Items from a data source
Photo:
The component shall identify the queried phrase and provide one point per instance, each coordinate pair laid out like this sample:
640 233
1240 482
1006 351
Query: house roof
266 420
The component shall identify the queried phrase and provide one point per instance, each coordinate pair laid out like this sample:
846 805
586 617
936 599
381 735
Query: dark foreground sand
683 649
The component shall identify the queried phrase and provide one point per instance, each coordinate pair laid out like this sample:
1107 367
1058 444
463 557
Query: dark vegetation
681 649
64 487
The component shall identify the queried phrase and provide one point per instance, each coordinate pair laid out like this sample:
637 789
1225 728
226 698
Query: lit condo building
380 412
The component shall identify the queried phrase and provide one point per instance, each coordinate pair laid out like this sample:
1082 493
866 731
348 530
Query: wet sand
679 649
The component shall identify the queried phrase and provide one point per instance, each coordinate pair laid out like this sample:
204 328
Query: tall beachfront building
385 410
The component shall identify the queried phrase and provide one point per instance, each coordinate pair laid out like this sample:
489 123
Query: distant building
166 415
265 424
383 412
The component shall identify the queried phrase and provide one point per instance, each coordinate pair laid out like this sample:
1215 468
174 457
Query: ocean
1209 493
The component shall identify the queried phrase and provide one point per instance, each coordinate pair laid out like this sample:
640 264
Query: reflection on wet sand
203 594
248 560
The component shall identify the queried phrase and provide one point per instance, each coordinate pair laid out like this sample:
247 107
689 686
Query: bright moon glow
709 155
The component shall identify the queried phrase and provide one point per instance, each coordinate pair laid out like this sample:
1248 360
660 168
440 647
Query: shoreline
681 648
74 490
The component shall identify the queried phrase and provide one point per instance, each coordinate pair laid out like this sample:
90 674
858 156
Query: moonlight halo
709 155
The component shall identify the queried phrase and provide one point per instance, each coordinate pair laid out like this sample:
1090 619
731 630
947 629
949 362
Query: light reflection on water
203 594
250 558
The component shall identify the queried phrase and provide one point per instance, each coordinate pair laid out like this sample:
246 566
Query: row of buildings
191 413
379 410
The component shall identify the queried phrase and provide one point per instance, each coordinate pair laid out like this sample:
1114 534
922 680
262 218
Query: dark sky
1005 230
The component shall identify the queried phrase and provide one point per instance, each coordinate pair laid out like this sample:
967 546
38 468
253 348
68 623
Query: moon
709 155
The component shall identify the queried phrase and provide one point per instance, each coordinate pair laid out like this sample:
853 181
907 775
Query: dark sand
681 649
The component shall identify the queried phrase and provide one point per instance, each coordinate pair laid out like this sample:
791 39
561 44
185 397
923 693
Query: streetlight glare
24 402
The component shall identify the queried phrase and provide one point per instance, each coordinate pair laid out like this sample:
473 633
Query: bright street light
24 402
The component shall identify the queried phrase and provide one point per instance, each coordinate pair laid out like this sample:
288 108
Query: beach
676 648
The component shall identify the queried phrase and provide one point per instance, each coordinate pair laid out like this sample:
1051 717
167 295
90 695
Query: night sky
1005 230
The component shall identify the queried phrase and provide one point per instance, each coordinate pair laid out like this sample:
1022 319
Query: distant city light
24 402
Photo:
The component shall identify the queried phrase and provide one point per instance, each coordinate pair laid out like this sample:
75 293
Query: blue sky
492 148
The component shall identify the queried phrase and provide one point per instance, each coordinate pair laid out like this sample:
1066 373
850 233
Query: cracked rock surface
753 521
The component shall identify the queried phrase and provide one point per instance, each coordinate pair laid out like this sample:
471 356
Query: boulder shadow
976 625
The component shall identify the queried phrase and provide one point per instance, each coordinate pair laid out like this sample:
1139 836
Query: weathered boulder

Exercise brief:
Copy out every line of the data above, exactly as given.

Reply:
Photo:
The component shall identify the queried phrase and provide one point per instance, each coordinate pair laid out like this sample:
640 233
1240 482
1006 351
Query: house roof
266 420
The component shall identify the queried phrase and provide one point per instance, each coordinate pair laid out like this sample:
846 805
586 617
936 599
381 735
Query: dark foreground sand
683 649
The component shall identify the queried phrase and provide one point per instance, each coordinate pair laid out like this sample:
1107 367
1058 444
463 557
Query: dark vegetation
681 649
64 487
The component shall identify the queried phrase and provide one point per instance, each coordinate pair laid out like this sample:
637 789
1225 728
226 698
Query: lit condo building
380 412
The component shall identify the queried phrase and provide one point per instance, each coordinate pair laid out like this sample:
1082 493
866 731
348 530
Query: wet sand
679 649
The component shall identify the queried phrase and provide one point per instance, each coordinate pair laid out like this sample:
204 328
Query: tall beachfront building
385 410
The component shall identify the queried phrase and provide one point per instance, each coordinate pair laid out like this sample:
489 123
Query: distant building
166 415
265 424
383 412
The component shall identify the queried phrase and provide one point per instance, each coordinate pair laid out like this sample:
1215 468
174 457
Query: ocean
1209 493
The component shall identify the queried phrase and provide one point per instance, each coordinate pair laid out like this sample:
640 264
Query: reflection on wet sand
203 594
248 560
The component shall identify the queried phrase and provide one point per instance, each coordinate pair laid out like this sample:
247 107
689 686
Query: bright moon glow
709 155
The component shall identify the queried phrase and provide one point per instance, each coordinate pair laid out like this sample:
1248 360
660 168
440 647
Query: shoreline
681 648
74 490
The component shall identify the queried phrase and provide one point per instance, each coordinate pair laid out like this sample:
90 674
858 156
Query: moonlight halo
709 155
The component shall identify the queried phrase and provide one point per instance, each coordinate pair laid out like this sample:
1090 619
731 630
947 629
949 362
Query: light reflection on water
203 594
250 558
The component shall identify the queried phrase and provide one point per instance, each coordinate pair laid out like this sample:
246 566
Query: row of buildings
191 413
379 410
The component shall identify the queried phrase and provide one point per instance, each coordinate pair laid out like this sample:
1114 534
922 680
262 218
Query: dark sky
1005 230
The component shall identify the queried phrase and provide one point per instance, each coordinate pair laid out like this sample:
967 546
38 468
253 348
68 623
Query: moon
709 155
The component shall identify the queried phrase and provide one point per instance, each coordinate pair laid out like this sample:
853 181
907 775
Query: dark sand
681 649
The component shall identify the queried phrase and provide one point per instance, each coordinate pair laid out like this sample:
791 39
561 44
185 397
923 693
Query: streetlight glare
24 402
The component shall identify the queried phrase and provide one point per instance, each coordinate pair laid out like this sample:
473 633
Query: bright street light
24 402
The component shall identify the queried phrase and provide one point per instance, each coordinate pair laid out like this sample:
288 108
Query: beach
676 648
The component shall identify the queried phrase and provide one point per instance, each coordinate pair laid out like this sample:
1051 717
167 295
90 695
Query: night sky
1005 230
The component shall identify the queried phrase and provide one point per instance, each coordinate pair laid out like this sample:
1022 319
Query: distant city light
24 402
Photo:
The component shall identify the queried phrase and provide one point per instance, each coordinate pair laid out like this sample:
75 293
Query: blue sky
492 148
The component shall identify the queried phrase and provide one point per instance, each coordinate pair laid out like this sample:
1066 373
850 233
Query: cracked rock surface
753 521
The component shall identify the queried phrase and provide one point per instance, each coordinate pair laid out like this sample:
471 356
Query: boulder shadow
976 625
The component shall identify the queried phrase and provide one point per instance, each coordinate pair laid out like this sample:
1139 836
Query: weathered boulder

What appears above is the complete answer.